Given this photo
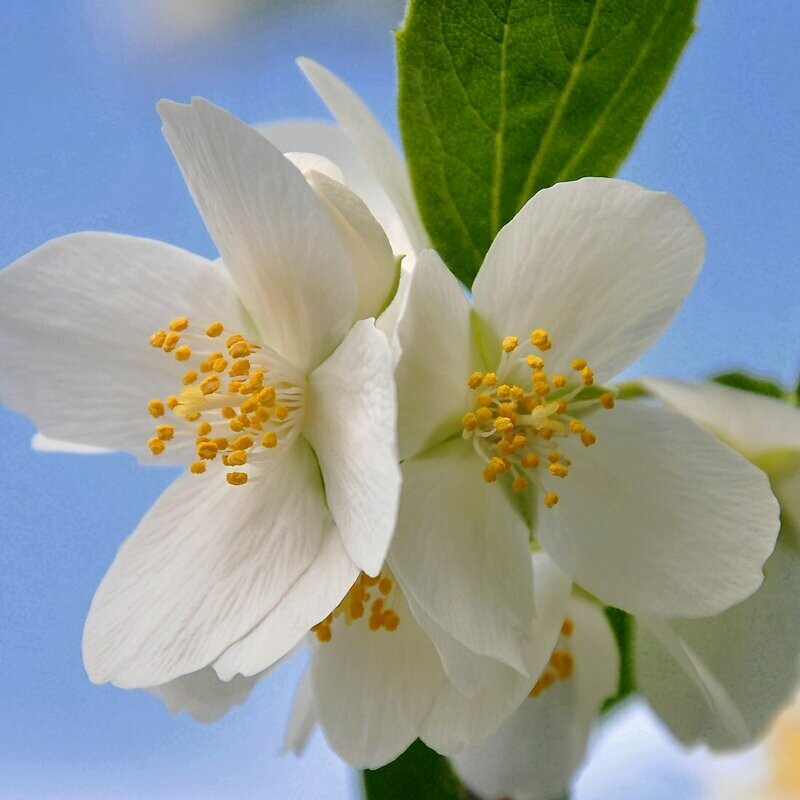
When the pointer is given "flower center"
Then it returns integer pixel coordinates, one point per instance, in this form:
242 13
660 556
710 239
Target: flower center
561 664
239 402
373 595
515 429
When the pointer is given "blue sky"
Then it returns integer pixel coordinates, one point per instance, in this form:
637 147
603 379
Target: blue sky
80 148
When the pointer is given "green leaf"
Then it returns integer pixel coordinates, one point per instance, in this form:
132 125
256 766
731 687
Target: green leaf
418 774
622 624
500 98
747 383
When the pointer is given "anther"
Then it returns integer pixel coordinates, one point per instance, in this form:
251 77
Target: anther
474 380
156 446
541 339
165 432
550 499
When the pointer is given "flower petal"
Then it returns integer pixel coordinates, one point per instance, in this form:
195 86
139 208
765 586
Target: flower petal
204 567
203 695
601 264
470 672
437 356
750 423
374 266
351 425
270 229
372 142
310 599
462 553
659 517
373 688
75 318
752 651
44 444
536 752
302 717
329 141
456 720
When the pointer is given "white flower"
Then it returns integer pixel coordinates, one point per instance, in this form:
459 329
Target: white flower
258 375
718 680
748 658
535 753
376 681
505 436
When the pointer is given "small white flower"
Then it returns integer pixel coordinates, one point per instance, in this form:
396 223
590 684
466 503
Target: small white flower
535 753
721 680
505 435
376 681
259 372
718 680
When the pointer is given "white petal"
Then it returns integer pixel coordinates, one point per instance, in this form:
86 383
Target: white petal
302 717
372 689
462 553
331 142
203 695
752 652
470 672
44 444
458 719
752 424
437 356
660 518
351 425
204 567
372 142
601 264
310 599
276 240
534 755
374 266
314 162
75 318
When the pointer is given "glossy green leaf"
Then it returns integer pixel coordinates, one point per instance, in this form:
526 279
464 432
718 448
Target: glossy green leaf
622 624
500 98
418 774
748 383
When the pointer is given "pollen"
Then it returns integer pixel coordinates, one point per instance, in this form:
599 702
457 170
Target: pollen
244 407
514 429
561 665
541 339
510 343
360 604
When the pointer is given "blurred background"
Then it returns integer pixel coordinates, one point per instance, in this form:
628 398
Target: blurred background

☆ ☆ ☆

Task requirements:
Without the pictures, restate all of the entries above verbatim.

Solution to this task:
Given this photo
When the pointer is given "flower center"
Then it returns integer pixel coordinates, one point per instance, in this form:
242 13
660 556
710 239
Target: flower center
561 664
239 402
373 595
515 429
When the pointer is given "blue sky"
Then it returns integer pixel coordinates, one point per instance, in this form:
637 147
603 379
Target: blue sky
80 148
When the pointer is given "green leaf"
Then it returns integer pixel coordinates, one point per instance, in this form:
132 125
256 766
731 687
Target: green leaf
418 774
622 624
500 98
747 383
When the pointer is given "anther"
Then it returns integer pixel coordinates, one point per instance, in this form:
251 77
Target: anther
474 380
156 446
541 339
165 432
550 499
When the pointer is given "flower petal"
Then it returns integer pixel coordinates, one point per instance, in this form:
195 86
139 208
765 586
Target: flower petal
204 567
203 695
601 264
470 672
437 356
750 423
374 266
351 425
270 229
372 142
310 599
462 553
659 517
373 688
75 318
752 651
44 444
536 752
302 717
329 141
456 720
When the pointer is given "white flower"
Then it returns integer pixel coordinates, one point per instance, in this form:
459 329
Target: white flower
258 375
718 680
748 658
535 753
376 681
505 436
When the pointer is given "small white flower"
Then it returns integer pixel coordinates, one point per instance, in this form:
396 223
590 684
466 503
Target: small white flower
535 753
721 680
505 435
376 681
259 372
718 680
When the pointer is given "white petal"
Then it returns integer pixel coordinates, one point per instance, in this form:
86 383
Target: white petal
302 717
372 689
462 553
331 142
203 695
752 652
470 672
44 444
458 719
752 424
437 356
660 518
351 425
204 567
372 142
601 264
310 599
276 240
534 755
374 266
314 162
75 318
When the pointer is given "glossy green leaf"
Then it returns integer pixel coordinates, one point per instance, in this form:
526 279
464 432
718 448
Target: glossy green leaf
622 624
500 98
418 774
748 383
When the pointer is given "pollen"
Then it returns integer pixel coordinates, one point per instance, in this form:
599 702
457 170
Target: pollen
244 407
514 429
561 665
541 339
510 343
360 604
When the pointer is given "blurred background"
Then it returns integer pixel coordinates, one point per instance, in this form:
628 398
Target: blurred background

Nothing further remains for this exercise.